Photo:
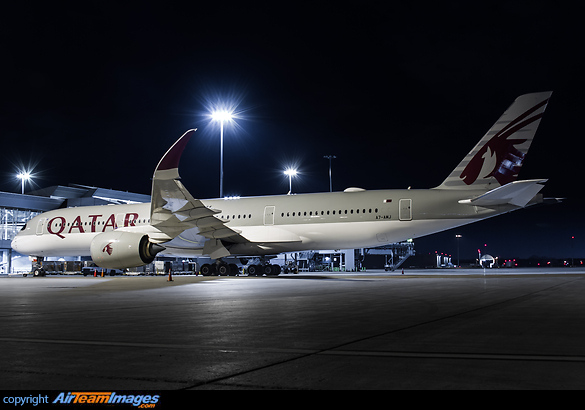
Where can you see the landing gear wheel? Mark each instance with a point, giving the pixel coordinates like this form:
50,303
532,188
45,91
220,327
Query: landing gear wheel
233,269
38,272
223,269
253,270
207,270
-=-=-
▶ **SET PROBLEM**
Reproduce every line of the items above except the pictures. Keep the requests and their sample coordinates unchanged, and add 113 to each number in the answer coordinates.

▶ **RESULT FOR THIS EXERCISE**
Photo:
Where can you see the landing gear wheel? Mark each instance with a point, giving the pixel coordinates like this form:
50,303
532,188
45,91
220,327
Query: landing gear wheel
346,382
151,385
336,382
366,383
320,383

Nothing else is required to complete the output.